[やること]: 交代寄合の諸家を紹介する抜粋から、出典として名前が挙がっている書物や史料の題名をすべて書き出してください。

[抜粋]:
***
さて、交代寄合に列した諸家の紹介はこれで終わりですが、小川恭一氏の、「江戸幕府旗本人名事典 別巻」に、「旧交代寄合の家」2家、「以前交代寄合だった家」21家、「以前に交代寄合と推定される家」5家が作表されて出ており、それ以外に交代寄合であったと推定される家があと4家、本文中に載っていますので、これらの諸家を紹介してこのシリーズの最後とします。
(系図は略系図とします)
北海道唯一の大名家で、その家系は甲斐武田氏の庶流若狭武田家より出たとし、蝦夷管領安東氏(のち秋田氏)の配下として実力を蓄えました。
『寛政譜』には、藩祖・松前慶広の項に「慶長5年3月15日はじめて采地にゆくの暇賜う、後例とす。」とあるので、当初は交代寄合扱いだったのは間違いないでしょう。(「武鑑」でも交代寄合として挙げています)
その後、矩広の代に万石以上に準ぜられ(触書等は従来通り交代寄合並)大名扱いとなりました。(正式に1万石格となったのは天保2年)

(2)松平(久松)家〔下総多古8000石〕
2番目に紹介した、下総飯笹6000石の松平(久松)家の一族で、家康の異父弟松平(久松)勝俊を祖とします。
勝俊は若死にしたため、水野政俊の五男勝政が養子となり8000石を領しました。その子勝義は寛永12年に下総多古に居所をおきましたが、『寛政譜』に「寛永12年、はじめて采地にゆくのいとまをたまふ」とありますので、交代寄合として遇されていたようです。
正徳3年、勝以の時に1万2000石に加増となり大名に列し、以後幕末まで続きました。

『寛政譜』によると、清和源氏頼親流石河冠者有光を祖とするとあります。光政・光重の兄弟は、はじめ豊臣秀吉に仕えていましたが、光政の子貞政は関ヶ原にて東軍に属し、その後5020石を領していました。(光重の子孫は尾張藩士)『呈書書込』『諸家系譜』によると、貞政・貞利・貞代まで、交代寄合でしたが、万治2年家督の後願により若年寄支配寄合となったそうです。子孫は、 4250石の旗本として存続しています。

この一色家の祖直明は、家伝によると足利将軍義量の孫義嗣の次男で一色氏兼の子長兼の養子となったとしていますが、義量は早世して子がなく、義嗣はその叔父であるので疑わしいと『寛政譜』ではしています。武蔵国葛飾郡幸手庄を領していましたが、直明の玄孫義直の時に徳川家康に本領を安堵され、5160石を領しました。息子照直は加増され7160石余を領し、交代寄合となりましたが、嗣子なく父義直が再仕し、外孫直氏が5160石を相続しました。その子直房は4500石を継ぎましたが、病身のため江戸に居住し、交代中絶となりました。子孫は、3500石の旗本として存続しています。

打越家は出羽国由利郡に割拠した由利十二頭の一つで、清和源氏小笠原流と言われています。大井朝光の十一代氏光が出羽国由利郡打越郷に住して打越と称しました。光隆の時に徳川家康に仕え、常陸新宮にて3000石を賜い、後出羽矢島に移り、寄合に列しました。その子光久は、旧領新宮にて3000石を領し交代寄合となりましたが、嗣子なくして没し、絶家となった。光久の弟光種の子孫は、500石の幕臣として存続しています。
***
[利用できるデータ]:

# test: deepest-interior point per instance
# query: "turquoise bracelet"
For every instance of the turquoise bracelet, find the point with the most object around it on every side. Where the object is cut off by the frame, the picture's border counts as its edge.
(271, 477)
***
[解答]:
- 江戸幕府旗本人名事典 別巻
- 寛政譜
- 武鑑
- 呈書書込
- 諸家系譜